## Brief:
Write every record below out exactly; no images.

## Data for processing:
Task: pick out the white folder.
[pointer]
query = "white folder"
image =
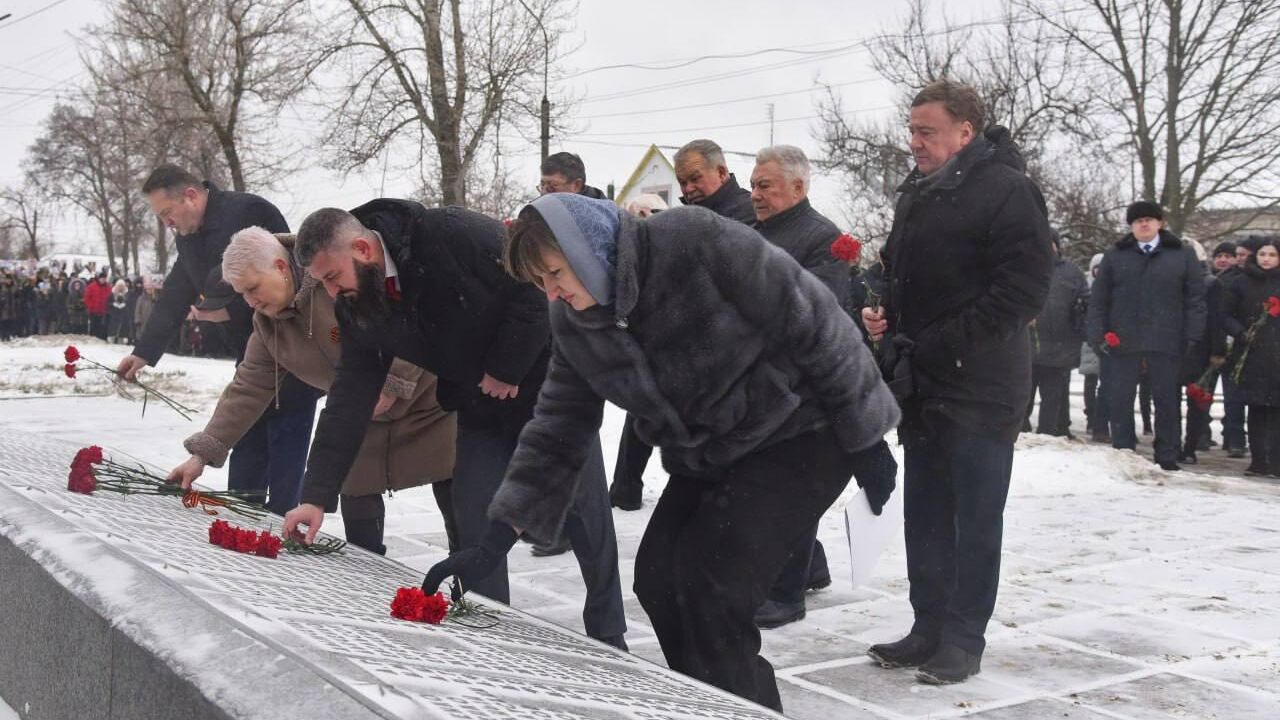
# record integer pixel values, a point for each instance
(869, 533)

## Exercise response:
Task: pick out the white folder.
[pointer]
query = "white folder"
image =
# record integer pixel values, a point for each instance
(869, 533)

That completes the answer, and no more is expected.